[Activities]
1. Translate this sentence from the chest X-ray passage into Spanish: "Of the 65 patients who received an initial CXR, 15 (23%) underwent repeat imaging."
2. Quote everything in the chest X-ray passage from "Seven patients underwent" down to "lung ultrasound obtained.".
3. Continue the chest X-ray passage from where it stops.

[Passage]
Among those who received a CXR, 8 patients (12%) had actionable findings, 16 patients (25%) had possibly actionable findings, and 41 patients (63%) had expected findings. All patients with actionable findings received antibiotics (8/8), 44% (7/16) of those with questionable findings, and 24% (10/41) of those with expected bronchiolitis findings. Overall, antibiotic use was 38% (25/65) in the CXR group and 7% (3/42) in the no-CXR group. This difference was statistically significant (p = 0.0007), indicating an association with CXRs and higher antibiotic use (Table 3).
Of the 65 patients who received an initial CXR, 15 (23%) underwent repeat imaging. In most of these cases (87%), the repeat CXR confirmed the initial interpretation—whether the findings were significant, possibly significant, or non-significant. Only 2 patients (13%) were reclassified as having a significant finding on repeat imaging after an initially non-significant result.
Seven patients underwent echocardiography, 6 of whom also had CXRs. In the CXR group, 6 patients had echocardiograms, which revealed stable CHD or normal findings. In the no-CXR group, one patient underwent echocardiography, which revealed stable CHD. No patients in either group had a chest CT or lung ultrasound obtained.

[Dataset entries]
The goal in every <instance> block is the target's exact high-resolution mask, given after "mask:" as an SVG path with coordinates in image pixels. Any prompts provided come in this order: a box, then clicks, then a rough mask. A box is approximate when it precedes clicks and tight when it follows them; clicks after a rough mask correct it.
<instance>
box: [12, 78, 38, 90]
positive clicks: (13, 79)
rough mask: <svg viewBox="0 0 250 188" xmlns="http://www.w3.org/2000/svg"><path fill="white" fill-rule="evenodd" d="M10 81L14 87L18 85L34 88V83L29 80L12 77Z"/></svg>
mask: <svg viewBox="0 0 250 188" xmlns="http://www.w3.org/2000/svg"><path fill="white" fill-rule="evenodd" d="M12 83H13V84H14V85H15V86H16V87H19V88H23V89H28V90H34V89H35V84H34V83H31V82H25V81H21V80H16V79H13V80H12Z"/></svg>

...

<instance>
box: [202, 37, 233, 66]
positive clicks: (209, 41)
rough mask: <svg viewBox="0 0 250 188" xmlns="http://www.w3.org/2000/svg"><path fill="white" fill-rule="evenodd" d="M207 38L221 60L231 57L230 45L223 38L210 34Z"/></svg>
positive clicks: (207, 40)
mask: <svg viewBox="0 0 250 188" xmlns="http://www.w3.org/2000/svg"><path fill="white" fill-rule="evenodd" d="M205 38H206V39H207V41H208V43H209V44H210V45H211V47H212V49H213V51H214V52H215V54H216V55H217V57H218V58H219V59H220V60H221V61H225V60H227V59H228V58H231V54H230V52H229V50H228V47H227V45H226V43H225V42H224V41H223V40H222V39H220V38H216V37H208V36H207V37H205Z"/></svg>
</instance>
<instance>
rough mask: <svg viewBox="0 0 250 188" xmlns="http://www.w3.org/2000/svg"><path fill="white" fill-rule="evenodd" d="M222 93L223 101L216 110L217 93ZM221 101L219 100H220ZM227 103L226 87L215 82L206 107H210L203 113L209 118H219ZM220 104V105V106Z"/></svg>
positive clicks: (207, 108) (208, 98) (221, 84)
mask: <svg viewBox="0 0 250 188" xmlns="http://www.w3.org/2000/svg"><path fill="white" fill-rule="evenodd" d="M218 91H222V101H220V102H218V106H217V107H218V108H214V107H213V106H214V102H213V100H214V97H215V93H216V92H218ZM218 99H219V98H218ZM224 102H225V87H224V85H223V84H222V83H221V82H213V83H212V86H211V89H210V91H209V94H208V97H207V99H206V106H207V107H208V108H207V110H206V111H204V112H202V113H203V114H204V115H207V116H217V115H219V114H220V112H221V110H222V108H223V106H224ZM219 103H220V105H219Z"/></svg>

[Task-by-task answers]
1. De los 65 pacientes que recibieron una CXR inicial, 15 (23 %) se sometieron a nuevas pruebas de imagen.

2.
Seven patients underwent echocardiography, 6 of whom also had CXRs. In the CXR group, 6 patients had echocardiograms, which revealed stable CHD or normal findings. In the no-CXR group, one patient underwent echocardiography, which revealed stable CHD. No patients in either group had a chest CT or lung ultrasound obtained.

3.
4. Discussion
To our knowledge, this is the first study conducted in the ICU setting that evaluates the association of ordering routine CXRs on PICU outcomes in patients with critical bronchiolitis. Our findings demonstrate that obtaining a CXR on admission was associated with statistically significantly longer ICU-LOS and ICU-LRS, despite similar illness severity. This is consistent with previous studies which show the association of associated with longer hospital LOS with hospitalized patients who received CXRs [14] and confirms guidelines which recommend against routine CXRs for patients with bronchiolitis [1,2,3]. However, we believe the results of this study lend new hesitancy to the idea of performing routine CXRs for patients with severe bronchiolitis [1] and suggest that the overwhelming majority of those with critical bronchiolitis also do not benefit from CXRs.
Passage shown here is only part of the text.